Point-per-instance localization data:
============================================================

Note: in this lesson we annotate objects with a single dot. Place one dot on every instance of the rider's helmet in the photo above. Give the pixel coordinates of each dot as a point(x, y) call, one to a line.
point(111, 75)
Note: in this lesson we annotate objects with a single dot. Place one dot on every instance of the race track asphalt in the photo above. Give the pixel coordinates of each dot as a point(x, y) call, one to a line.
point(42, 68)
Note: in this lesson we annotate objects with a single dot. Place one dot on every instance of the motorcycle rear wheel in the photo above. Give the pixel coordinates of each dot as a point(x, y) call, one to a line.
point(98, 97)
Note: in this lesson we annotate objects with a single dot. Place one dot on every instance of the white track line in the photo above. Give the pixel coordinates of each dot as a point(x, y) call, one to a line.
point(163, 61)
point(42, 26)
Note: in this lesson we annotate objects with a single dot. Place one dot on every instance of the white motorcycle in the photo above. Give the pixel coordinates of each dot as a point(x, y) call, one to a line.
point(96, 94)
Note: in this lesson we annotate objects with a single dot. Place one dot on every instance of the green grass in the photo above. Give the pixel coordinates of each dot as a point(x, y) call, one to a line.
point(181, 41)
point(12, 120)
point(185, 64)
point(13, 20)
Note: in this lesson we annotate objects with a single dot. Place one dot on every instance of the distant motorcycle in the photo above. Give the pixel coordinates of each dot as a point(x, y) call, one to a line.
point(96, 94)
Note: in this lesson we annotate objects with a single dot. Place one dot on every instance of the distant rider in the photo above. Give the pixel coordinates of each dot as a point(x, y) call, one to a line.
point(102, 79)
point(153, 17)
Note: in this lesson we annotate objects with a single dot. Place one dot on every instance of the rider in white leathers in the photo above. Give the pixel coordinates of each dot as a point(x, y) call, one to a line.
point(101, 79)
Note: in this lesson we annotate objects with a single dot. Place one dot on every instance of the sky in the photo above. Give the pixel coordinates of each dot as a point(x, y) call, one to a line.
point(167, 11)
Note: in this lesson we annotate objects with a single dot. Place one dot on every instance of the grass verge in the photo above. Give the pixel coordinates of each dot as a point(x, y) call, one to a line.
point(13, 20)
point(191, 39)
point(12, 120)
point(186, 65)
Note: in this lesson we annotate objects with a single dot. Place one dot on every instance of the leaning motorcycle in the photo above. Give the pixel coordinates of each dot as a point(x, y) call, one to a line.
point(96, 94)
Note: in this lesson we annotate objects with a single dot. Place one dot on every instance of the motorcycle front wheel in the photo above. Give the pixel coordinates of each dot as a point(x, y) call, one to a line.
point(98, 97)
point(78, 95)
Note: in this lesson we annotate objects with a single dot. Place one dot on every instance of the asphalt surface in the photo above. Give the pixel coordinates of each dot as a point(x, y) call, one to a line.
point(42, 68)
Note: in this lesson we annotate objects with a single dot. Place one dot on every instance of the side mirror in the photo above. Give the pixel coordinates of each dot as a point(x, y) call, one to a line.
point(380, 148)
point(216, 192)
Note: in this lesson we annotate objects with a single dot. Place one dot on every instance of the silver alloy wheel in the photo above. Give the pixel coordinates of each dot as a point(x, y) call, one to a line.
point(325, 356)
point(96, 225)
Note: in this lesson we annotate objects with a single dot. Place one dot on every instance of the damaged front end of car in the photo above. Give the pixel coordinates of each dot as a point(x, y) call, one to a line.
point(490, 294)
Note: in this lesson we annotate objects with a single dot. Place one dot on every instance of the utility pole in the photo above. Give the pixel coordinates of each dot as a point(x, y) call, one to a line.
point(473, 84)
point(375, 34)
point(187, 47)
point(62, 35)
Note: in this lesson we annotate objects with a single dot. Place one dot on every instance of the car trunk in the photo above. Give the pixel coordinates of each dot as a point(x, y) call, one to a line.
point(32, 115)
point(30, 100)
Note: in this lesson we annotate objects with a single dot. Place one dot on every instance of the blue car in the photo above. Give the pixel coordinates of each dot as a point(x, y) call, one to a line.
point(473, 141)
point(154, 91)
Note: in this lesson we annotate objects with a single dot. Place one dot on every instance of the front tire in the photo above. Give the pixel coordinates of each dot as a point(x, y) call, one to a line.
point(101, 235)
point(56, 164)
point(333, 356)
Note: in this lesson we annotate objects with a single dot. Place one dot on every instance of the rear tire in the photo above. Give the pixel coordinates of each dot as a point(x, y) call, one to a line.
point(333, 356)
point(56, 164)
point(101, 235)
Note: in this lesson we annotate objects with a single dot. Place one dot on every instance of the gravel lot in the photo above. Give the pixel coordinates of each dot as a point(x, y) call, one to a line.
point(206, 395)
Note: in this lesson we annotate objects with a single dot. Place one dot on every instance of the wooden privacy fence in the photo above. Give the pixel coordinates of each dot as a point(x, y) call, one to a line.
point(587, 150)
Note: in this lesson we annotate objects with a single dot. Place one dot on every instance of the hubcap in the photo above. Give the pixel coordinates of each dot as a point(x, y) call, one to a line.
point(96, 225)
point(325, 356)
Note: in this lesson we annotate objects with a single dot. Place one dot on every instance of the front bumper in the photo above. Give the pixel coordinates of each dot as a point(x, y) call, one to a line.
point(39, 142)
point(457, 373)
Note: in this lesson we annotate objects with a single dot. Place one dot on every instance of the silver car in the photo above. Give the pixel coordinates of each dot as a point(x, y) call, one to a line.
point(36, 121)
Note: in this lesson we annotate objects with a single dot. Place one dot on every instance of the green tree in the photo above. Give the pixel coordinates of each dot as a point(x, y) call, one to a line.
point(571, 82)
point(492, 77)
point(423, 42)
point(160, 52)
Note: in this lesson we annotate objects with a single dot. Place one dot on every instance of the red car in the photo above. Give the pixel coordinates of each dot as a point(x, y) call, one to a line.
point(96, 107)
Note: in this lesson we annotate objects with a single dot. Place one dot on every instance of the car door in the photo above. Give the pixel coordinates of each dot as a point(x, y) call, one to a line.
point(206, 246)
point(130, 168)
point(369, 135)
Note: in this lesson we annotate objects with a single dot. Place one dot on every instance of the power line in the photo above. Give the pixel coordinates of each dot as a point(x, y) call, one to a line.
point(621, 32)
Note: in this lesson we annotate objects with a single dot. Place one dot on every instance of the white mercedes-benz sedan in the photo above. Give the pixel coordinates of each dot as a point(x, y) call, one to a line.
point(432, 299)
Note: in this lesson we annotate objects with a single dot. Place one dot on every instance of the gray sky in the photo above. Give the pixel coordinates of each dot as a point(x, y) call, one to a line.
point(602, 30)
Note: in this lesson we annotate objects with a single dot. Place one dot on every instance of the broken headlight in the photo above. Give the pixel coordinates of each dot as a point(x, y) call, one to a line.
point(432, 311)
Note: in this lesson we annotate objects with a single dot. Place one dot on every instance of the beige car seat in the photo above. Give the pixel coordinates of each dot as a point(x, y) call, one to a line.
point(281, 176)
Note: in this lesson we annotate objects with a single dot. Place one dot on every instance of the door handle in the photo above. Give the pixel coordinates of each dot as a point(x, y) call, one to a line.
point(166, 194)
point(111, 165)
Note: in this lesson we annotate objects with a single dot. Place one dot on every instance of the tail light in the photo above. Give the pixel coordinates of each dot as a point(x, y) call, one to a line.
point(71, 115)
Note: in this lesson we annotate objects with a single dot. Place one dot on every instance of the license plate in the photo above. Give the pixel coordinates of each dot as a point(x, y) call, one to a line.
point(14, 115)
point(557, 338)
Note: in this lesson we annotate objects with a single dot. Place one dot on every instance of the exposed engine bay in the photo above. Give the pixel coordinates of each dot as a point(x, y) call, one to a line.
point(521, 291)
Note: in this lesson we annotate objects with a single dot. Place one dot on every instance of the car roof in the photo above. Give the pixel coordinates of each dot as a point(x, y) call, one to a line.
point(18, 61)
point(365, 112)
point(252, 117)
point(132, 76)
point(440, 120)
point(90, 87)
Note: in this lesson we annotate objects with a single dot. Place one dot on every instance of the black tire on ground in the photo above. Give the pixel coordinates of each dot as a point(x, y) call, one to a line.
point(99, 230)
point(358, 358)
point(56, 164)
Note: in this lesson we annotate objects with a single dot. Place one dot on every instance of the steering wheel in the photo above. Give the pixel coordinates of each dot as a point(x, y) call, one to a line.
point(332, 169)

============================================================

Problem description:
Repeat only the stretch of lines that opens with the line containing "of the tail" and closes with the final line of the entries, both included, exactly as written.

Response:
Note: in this lesson we annotate objects with a single dot. Place one dot on every instance of the tail light in the photo above. Give the pixel coordinates of each dot as a point(x, y) call, one to a line.
point(71, 115)
Note: in this lesson we annotate objects with a single dot. Place one dot on every instance of the license plate in the photo above. Give the pixel coordinates of each dot as a point(x, y) call, one to a line.
point(14, 115)
point(557, 338)
Note: in this lesson we annotate objects with a single dot. Place one dot on every instance of the exposed engine bay in the photo above. Give the pixel coordinates of each dot as a point(x, y) call, one to a line.
point(521, 291)
Note: in this lesson we annotate objects with a single dot. Place one dot on every instance of the car roof in the photo above. Give the pixel coordinates of each dot as a point(x, y) call, one to a line.
point(18, 61)
point(365, 112)
point(252, 117)
point(132, 76)
point(440, 120)
point(90, 87)
Note: in this lesson we annotate objects with a single dot. Place one dot on every instance of the black tire on ground in the photo above. Give the pixel coordinates of each dot as a point(x, y) call, one to a line.
point(99, 230)
point(358, 358)
point(56, 164)
Note: in this lesson we annotate objects with a single dot. Place one dot on every instance of the steering wheel in the photo above. Give the pixel coordinates of each dot as a point(x, y) call, one to a line.
point(332, 169)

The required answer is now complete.